> What is being asked: Go through the entries below and write each one out exactly.
Start Recorded data
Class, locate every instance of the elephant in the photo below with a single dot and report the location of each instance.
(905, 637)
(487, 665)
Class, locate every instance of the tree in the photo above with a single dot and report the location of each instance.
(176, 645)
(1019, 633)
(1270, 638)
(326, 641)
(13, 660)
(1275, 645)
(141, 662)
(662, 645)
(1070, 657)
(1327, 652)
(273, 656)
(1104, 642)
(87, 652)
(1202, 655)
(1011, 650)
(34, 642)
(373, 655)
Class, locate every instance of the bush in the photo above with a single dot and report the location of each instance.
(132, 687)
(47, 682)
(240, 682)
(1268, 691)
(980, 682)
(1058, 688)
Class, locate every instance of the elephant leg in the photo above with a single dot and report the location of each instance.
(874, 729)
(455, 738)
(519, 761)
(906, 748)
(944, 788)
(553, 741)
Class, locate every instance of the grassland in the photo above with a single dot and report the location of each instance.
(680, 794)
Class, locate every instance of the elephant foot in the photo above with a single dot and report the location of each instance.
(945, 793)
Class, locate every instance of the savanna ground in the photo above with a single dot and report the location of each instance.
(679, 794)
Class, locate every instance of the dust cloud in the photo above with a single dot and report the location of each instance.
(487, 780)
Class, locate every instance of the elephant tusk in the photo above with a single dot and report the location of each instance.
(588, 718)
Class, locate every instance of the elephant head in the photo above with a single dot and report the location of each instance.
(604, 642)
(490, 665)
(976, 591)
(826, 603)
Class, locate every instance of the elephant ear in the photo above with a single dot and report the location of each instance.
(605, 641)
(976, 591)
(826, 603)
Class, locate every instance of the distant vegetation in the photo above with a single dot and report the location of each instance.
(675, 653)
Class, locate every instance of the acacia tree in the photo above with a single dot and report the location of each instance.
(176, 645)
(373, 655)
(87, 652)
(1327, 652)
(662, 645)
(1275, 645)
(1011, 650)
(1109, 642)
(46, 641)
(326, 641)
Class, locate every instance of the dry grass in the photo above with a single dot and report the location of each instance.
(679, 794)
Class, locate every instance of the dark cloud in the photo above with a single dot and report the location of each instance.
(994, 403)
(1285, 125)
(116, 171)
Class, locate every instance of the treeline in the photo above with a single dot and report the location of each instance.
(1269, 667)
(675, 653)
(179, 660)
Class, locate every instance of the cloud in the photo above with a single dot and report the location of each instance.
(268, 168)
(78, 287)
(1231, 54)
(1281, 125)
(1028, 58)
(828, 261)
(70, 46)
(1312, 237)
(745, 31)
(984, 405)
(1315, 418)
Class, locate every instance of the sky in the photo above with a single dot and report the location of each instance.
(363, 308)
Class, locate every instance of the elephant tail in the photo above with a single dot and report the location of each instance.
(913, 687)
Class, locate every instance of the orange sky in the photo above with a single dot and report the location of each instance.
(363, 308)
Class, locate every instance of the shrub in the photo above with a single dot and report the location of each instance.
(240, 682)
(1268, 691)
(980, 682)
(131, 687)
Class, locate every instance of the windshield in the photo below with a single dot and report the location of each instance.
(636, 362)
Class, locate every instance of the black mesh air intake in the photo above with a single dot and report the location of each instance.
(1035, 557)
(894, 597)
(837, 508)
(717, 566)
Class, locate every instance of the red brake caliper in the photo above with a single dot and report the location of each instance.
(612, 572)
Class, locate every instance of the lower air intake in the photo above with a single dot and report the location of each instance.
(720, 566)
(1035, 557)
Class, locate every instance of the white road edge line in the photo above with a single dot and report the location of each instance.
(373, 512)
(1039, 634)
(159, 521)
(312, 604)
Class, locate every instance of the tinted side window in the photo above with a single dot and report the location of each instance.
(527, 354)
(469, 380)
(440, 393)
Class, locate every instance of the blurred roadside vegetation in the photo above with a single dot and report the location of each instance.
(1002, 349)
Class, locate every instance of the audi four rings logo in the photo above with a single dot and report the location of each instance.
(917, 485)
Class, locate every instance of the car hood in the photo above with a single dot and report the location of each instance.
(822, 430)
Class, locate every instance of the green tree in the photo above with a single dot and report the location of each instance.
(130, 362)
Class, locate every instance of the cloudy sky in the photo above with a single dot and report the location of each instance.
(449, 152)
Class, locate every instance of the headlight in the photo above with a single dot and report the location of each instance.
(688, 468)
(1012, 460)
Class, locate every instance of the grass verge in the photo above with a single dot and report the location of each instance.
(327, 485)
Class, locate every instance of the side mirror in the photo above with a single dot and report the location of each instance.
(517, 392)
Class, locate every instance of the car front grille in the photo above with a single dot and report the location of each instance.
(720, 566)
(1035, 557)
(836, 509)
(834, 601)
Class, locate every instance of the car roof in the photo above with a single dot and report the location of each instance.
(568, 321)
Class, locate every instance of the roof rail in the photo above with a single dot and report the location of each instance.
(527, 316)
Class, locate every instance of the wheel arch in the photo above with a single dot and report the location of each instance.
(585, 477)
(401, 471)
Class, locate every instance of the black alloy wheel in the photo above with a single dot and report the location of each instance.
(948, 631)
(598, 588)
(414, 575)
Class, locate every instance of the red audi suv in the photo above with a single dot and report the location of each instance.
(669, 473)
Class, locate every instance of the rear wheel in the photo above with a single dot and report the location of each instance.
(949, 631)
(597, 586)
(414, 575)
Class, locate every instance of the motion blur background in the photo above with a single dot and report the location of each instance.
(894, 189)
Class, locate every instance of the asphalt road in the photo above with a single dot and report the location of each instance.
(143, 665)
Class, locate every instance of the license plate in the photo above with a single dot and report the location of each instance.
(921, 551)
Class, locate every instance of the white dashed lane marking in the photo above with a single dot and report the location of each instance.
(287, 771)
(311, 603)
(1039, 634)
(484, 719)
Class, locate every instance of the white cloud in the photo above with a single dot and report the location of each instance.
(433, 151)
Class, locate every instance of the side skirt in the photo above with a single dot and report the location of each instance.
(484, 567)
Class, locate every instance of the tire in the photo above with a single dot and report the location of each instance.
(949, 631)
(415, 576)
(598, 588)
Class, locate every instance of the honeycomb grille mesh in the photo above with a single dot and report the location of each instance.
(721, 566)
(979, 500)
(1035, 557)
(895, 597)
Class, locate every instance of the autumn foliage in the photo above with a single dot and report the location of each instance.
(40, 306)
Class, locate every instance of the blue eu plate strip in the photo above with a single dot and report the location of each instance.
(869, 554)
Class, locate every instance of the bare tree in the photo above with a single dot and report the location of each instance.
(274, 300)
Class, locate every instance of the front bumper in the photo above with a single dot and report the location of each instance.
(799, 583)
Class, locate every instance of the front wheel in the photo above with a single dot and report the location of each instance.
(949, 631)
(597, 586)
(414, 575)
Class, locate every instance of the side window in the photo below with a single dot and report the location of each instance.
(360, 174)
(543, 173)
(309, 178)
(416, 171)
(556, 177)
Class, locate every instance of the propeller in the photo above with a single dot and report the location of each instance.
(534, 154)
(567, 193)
End Recorded data
> Answer for this exercise:
Class, locate every instance of the elephant in the photo below with a single dot and report the location of each instance.
(905, 637)
(487, 665)
Class, locate every instance of the tree in the photo above with a single dot and report the location of each instance.
(176, 645)
(1019, 633)
(1270, 638)
(326, 641)
(13, 660)
(1275, 645)
(141, 662)
(662, 645)
(1070, 657)
(1327, 652)
(273, 656)
(1104, 642)
(87, 652)
(1202, 655)
(1011, 650)
(34, 642)
(373, 655)
Class, locate every instance of the bush in the photo above with a single dot and report the location of each instance.
(132, 687)
(47, 682)
(240, 682)
(1268, 691)
(980, 682)
(1058, 688)
Class, locate every instance of the elephant leg in the photo above with a single dot and report the location of each instance.
(874, 729)
(455, 738)
(519, 761)
(906, 748)
(944, 788)
(553, 741)
Class, locate every instance of the grassland in the photo above with a single dot and report the location of each instance.
(680, 794)
Class, locate every instance of the elephant foot in the photo above with a single dot and report the location of each instance.
(945, 793)
Class, locate every instance of the savanna ground in the photo above with a single dot and report the location of each instance.
(679, 794)
Class, locate every instance of the dust cloud in the photo above with a single dot and report the location of each instance.
(487, 780)
Class, locate every instance of the elephant tusk in the photo above with a single dot and report the location of each instance.
(588, 718)
Class, locate every instance of the elephant head in the photo above with a single dot and report the location of each instance.
(604, 642)
(490, 665)
(976, 591)
(826, 603)
Class, locate every instance of the elephant ear in the photo above with a single dot and report the location of each instance.
(605, 641)
(976, 591)
(826, 603)
Class, locate every instance of the distant vegetation in the photo above with a single dot and report the location of each instance.
(675, 653)
Class, locate every instance of the acacia tree in the photo above with a single dot and report the location of each instance.
(176, 645)
(373, 655)
(87, 652)
(1327, 652)
(662, 645)
(1275, 645)
(1011, 650)
(1109, 642)
(46, 641)
(326, 641)
Class, locate every instance of the dry grass in the photo above with a single dot and report the location of each instance.
(679, 794)
Class, locate every instance of the dark cloud in the photo above with a single dot and report the location of each instance.
(994, 403)
(1285, 125)
(116, 171)
Class, locate every instance of the treeline in the photo above with a single dot and report the location of each instance.
(1269, 667)
(675, 653)
(179, 660)
Class, locate every instance of the cloud in the photo above with a single dot and report the location of each instance.
(268, 168)
(78, 287)
(1231, 54)
(1281, 125)
(1028, 58)
(828, 261)
(70, 46)
(1312, 237)
(745, 31)
(984, 405)
(1315, 418)
Class, locate every instance of the sky in the photo above with a single dot and report the location of each instance.
(363, 308)
Class, locate every instance of the elephant tail in the photo above with a single dot and report the location of each instance.
(913, 687)
Class, locate every instance of the orange sky in the photo above with a single dot and report the location of each instance.
(363, 308)
Class, locate every instance of the shrub in the photo above with a single dot and report the location of each instance.
(240, 682)
(1268, 691)
(980, 682)
(131, 687)
Class, locate every instance of the windshield in the photo below with a single dot and report the location of each instance.
(636, 362)
Class, locate every instance of the black mesh air intake in the photo above with a single dot and report the location of each instance.
(1035, 557)
(894, 597)
(837, 508)
(717, 566)
Class, locate every instance of the red brake caliper in the photo above with a single dot and report the location of each instance.
(612, 572)
Class, locate every instance of the lower air intake in the photo above with a single dot and report the location of each instance.
(720, 566)
(1035, 557)
Class, locate every instance of the white road edge line in the photo above with a single dot and report the location of each instance.
(373, 512)
(1039, 634)
(159, 521)
(312, 604)
Class, locate every instance of the tinted side window in the photo above with a single dot and report the location of each instance.
(527, 354)
(469, 380)
(440, 393)
Class, locate every instance of the blurred roadside vegetation in the photo above with a single dot and report the location of each instance.
(1002, 349)
Class, locate every instance of the audi four rings logo in the photo above with a single dot and report the location of each instance.
(917, 485)
Class, locate every instance of the car hood in the photo above with a single dot and report the location of each instance.
(822, 430)
Class, locate every instance of the green tree in the photo above with a single dot and report the location of each instance.
(130, 362)
Class, locate every instance of the cloudy sky in the photo above with a single dot and report the location of each instance.
(449, 152)
Class, locate every instance of the headlight in the photo above with a single dot and report the location of each instance.
(688, 468)
(1012, 460)
Class, locate every instance of the grass verge in the photo above with a single dot and report the location of each instance.
(327, 485)
Class, locate every instance of the side mirror in the photo above with a single dot and report the location of each instance.
(517, 392)
Class, locate every instance of the car front grille in the photo above with a single dot and report the location of each instance.
(720, 566)
(1035, 557)
(836, 509)
(834, 601)
Class, locate every instance of the car roof in the photo above with a single dot and report the location of each instance.
(568, 321)
Class, locate every instance of the roof rail in the photo above with a single dot and report the location of each instance.
(527, 316)
Class, locate every instance of the wheel arch in the photo above with a single dot and report the location of each instance.
(585, 477)
(401, 471)
Class, locate every instance of the black alloy wheel in the photo above with a single dot and report the location of each instance.
(948, 631)
(598, 588)
(414, 575)
Class, locate every instance of the red audi suv in the photo above with a single dot and report the location of each instance.
(669, 473)
Class, locate every instance of the rear wheel in the photo above with a single dot and report the location of each instance.
(949, 631)
(597, 586)
(414, 575)
Class, locate every instance of the motion blur background in the photo above with a single dot and report the location of each instance.
(894, 189)
Class, locate every instance of the asphalt road in the photo above with a single dot and report the location of each instance.
(143, 665)
Class, locate every instance of the license plate in the photo above with a single dot and report the location of each instance.
(921, 551)
Class, locate every instance of the white dashed lane marking in the photo above with a single dot and report the location of each instance.
(287, 771)
(311, 603)
(1039, 634)
(484, 719)
Class, locate every instance of the white cloud in the photo above with a single dot and report the location of each instance.
(433, 151)
Class, locate every instance of the side skirt in the photo above with a single dot and report the location of each instance.
(484, 567)
Class, locate every instance of the tire in the photo above with a single dot and report the location of each instance.
(949, 631)
(415, 576)
(598, 588)
Class, locate every instance of the honeycomb grille mesh in the photo above with a single dot and report the location of each instance.
(721, 566)
(979, 500)
(1035, 557)
(895, 597)
Class, locate every instance of the autumn foliage in the photo above with a single dot and report the location of each instance.
(40, 306)
Class, locate every instance of the blue eu plate strip in the photo above with a single dot and report the location of each instance.
(869, 554)
Class, locate every instance of the bare tree in the photo above with a single dot and report the location of each instance.
(274, 300)
Class, locate every instance of the front bumper in the photo above with a single dot and report the location of each instance.
(799, 583)
Class, locate every instance of the front wheel in the photo above with a single dot and report the location of each instance.
(949, 631)
(597, 586)
(414, 575)
Class, locate every instance of the side window in the photo below with a single dot and report the location of each instance.
(360, 174)
(543, 173)
(309, 178)
(416, 171)
(556, 177)
Class, locate every instance of the propeller in the photo above with a single dot and report the location of each instance.
(534, 154)
(567, 193)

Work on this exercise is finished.